(Data entries)

=== Section Start ===

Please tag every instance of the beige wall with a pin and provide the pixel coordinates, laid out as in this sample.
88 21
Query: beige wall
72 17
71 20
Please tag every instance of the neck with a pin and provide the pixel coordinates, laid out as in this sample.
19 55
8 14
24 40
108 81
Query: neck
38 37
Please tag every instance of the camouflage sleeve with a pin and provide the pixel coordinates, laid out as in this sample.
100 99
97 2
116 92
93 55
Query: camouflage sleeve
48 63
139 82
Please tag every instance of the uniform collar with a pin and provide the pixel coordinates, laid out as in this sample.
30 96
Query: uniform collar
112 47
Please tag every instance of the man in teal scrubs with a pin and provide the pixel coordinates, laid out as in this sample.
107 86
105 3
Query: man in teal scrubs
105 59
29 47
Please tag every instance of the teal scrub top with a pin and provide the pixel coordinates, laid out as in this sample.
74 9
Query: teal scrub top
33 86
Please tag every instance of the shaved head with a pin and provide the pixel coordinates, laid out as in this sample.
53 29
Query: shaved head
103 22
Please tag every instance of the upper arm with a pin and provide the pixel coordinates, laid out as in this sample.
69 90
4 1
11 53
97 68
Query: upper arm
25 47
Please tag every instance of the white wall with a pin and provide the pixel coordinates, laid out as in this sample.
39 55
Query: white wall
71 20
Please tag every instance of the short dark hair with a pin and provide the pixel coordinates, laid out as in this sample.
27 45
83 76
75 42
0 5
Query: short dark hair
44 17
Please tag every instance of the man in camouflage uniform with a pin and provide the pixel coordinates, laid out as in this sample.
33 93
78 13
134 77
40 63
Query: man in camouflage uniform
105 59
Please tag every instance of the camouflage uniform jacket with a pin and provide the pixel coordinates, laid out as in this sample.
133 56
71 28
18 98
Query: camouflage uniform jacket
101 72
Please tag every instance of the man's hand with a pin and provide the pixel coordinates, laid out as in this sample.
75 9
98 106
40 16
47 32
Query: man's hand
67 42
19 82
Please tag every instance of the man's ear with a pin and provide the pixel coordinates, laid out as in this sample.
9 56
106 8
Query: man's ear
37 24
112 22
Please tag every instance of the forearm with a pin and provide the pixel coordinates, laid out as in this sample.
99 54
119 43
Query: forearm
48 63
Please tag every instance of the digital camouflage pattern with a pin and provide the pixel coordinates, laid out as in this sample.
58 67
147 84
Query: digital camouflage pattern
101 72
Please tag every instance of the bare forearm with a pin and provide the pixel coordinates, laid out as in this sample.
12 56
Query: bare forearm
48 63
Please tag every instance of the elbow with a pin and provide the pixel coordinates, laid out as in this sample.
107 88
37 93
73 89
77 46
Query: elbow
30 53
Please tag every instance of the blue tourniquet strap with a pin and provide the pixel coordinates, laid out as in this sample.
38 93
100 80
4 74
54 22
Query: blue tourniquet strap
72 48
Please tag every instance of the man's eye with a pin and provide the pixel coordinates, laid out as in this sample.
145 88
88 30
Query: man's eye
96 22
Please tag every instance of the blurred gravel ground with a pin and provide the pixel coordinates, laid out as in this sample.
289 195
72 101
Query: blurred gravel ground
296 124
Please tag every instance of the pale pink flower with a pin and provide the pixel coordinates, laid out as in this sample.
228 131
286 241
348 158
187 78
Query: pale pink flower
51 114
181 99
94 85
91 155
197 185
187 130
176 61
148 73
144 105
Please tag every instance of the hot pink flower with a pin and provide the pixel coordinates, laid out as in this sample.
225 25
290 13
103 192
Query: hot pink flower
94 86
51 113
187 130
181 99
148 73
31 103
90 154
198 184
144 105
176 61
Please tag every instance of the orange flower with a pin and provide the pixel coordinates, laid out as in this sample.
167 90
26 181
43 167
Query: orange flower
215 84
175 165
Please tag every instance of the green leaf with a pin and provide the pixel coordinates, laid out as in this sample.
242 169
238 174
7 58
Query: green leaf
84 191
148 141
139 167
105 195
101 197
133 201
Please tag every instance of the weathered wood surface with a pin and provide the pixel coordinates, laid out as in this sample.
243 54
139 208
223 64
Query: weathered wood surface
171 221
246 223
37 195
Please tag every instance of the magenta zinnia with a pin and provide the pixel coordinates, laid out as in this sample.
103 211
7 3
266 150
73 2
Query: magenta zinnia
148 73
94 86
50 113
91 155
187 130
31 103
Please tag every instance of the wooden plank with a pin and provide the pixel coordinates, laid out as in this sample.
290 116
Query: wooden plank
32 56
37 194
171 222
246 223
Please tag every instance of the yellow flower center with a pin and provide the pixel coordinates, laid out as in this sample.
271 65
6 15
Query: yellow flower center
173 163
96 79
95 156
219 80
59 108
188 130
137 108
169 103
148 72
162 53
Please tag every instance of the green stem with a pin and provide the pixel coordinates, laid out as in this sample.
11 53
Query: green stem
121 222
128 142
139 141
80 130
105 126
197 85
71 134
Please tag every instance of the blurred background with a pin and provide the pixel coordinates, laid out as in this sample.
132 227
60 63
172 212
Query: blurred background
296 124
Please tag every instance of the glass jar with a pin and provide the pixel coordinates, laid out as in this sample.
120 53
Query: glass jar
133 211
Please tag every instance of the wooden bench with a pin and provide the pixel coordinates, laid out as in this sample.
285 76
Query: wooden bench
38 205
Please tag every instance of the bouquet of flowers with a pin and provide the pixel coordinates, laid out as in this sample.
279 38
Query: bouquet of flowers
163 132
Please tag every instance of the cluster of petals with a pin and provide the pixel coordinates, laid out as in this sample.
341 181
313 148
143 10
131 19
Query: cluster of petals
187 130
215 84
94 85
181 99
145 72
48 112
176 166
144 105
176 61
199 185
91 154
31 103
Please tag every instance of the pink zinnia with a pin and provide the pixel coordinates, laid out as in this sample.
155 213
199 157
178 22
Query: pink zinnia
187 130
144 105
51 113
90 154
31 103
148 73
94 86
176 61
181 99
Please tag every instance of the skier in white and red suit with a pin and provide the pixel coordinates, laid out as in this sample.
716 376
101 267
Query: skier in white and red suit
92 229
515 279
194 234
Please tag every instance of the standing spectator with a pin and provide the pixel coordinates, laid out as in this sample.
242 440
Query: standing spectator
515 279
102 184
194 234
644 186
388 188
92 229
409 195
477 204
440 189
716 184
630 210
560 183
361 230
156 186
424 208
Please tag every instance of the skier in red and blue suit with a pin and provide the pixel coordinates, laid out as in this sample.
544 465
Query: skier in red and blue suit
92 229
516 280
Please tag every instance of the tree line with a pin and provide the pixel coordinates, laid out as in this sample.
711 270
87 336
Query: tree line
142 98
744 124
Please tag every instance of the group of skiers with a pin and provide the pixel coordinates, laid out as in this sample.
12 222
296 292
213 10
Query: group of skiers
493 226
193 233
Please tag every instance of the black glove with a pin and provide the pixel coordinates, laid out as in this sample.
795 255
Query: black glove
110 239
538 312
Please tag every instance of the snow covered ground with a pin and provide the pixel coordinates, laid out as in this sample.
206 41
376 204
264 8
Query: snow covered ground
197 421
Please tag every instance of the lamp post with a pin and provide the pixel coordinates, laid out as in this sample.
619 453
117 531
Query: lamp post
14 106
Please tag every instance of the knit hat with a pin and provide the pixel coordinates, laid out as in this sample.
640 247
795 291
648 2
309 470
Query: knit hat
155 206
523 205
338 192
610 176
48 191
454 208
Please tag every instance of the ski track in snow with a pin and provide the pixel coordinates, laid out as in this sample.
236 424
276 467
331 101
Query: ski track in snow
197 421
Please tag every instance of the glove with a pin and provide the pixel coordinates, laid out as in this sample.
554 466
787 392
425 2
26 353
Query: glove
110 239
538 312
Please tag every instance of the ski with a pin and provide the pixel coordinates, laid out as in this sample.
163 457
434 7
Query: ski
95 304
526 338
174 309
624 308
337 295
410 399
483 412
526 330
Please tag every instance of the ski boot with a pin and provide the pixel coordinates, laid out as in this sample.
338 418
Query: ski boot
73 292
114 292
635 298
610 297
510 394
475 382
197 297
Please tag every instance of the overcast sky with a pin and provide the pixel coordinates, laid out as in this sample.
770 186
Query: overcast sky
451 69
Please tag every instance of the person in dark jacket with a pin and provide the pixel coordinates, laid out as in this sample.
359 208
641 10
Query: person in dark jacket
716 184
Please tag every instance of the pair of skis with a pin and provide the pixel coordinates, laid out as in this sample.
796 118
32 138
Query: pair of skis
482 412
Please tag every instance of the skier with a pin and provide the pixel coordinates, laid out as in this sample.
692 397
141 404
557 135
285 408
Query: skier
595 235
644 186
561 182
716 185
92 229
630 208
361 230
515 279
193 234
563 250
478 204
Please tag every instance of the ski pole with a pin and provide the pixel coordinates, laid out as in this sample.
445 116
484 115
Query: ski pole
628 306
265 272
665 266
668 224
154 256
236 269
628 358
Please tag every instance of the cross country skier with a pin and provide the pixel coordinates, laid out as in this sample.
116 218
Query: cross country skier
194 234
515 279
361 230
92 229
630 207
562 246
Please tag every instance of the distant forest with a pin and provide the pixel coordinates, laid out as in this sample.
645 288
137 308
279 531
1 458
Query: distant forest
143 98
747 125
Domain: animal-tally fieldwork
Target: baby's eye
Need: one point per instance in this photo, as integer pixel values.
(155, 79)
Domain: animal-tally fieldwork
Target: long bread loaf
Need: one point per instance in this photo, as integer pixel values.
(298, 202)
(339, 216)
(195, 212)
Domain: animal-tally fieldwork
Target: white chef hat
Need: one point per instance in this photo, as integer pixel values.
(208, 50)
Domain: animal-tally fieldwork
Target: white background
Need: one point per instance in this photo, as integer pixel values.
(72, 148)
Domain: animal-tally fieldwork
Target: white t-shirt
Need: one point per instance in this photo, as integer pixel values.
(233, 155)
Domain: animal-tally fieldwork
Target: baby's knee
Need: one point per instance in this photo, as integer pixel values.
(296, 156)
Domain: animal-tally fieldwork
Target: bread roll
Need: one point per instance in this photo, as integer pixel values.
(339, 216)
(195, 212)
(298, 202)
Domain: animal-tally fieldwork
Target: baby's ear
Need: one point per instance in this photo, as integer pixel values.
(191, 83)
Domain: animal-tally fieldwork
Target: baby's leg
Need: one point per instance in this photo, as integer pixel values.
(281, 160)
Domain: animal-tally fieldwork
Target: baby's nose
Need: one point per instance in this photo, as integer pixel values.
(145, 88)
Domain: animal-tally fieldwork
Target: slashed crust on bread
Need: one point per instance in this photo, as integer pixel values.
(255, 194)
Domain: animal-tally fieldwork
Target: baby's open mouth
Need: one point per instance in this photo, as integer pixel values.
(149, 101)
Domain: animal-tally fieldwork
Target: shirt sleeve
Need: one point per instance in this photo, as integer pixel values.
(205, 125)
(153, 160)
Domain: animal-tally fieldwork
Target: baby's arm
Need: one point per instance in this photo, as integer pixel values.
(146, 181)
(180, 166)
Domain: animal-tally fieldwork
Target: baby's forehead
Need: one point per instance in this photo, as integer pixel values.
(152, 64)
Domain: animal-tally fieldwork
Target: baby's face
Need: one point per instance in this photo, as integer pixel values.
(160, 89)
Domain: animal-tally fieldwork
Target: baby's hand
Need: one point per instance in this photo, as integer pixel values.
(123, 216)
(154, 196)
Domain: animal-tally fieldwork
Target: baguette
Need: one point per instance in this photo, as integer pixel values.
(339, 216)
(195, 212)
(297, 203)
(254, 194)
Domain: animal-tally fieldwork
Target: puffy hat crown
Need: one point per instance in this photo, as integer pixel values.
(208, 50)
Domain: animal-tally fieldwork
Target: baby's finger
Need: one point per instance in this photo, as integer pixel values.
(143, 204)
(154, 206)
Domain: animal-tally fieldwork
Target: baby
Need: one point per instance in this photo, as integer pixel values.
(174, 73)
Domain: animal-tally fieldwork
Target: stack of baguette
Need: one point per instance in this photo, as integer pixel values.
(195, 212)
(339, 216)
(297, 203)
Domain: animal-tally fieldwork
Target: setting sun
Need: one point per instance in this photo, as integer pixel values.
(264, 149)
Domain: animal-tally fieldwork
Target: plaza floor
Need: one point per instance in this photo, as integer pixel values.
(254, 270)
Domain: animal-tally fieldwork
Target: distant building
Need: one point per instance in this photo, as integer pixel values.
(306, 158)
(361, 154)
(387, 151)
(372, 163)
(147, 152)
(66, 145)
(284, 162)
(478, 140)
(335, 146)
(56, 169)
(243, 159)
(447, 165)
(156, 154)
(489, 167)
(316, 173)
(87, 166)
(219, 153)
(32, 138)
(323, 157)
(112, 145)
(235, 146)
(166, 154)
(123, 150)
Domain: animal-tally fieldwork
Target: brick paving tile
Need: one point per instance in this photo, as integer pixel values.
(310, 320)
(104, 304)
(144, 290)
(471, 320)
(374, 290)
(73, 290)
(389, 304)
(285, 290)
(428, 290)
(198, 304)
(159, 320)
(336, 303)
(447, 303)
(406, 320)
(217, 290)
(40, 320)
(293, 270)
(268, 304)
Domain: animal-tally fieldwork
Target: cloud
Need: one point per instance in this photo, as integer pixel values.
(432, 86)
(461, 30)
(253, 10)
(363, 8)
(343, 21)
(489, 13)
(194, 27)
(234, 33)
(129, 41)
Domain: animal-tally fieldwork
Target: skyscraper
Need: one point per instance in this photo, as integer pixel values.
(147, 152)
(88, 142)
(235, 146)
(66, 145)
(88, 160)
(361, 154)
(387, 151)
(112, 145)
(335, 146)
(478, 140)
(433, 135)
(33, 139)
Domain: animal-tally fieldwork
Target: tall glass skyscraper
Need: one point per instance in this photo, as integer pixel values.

=== Section End ===

Task to carry out.
Filter the entries and copy each line with "baguette".

Result below.
Target: baguette
Target: stack of baguette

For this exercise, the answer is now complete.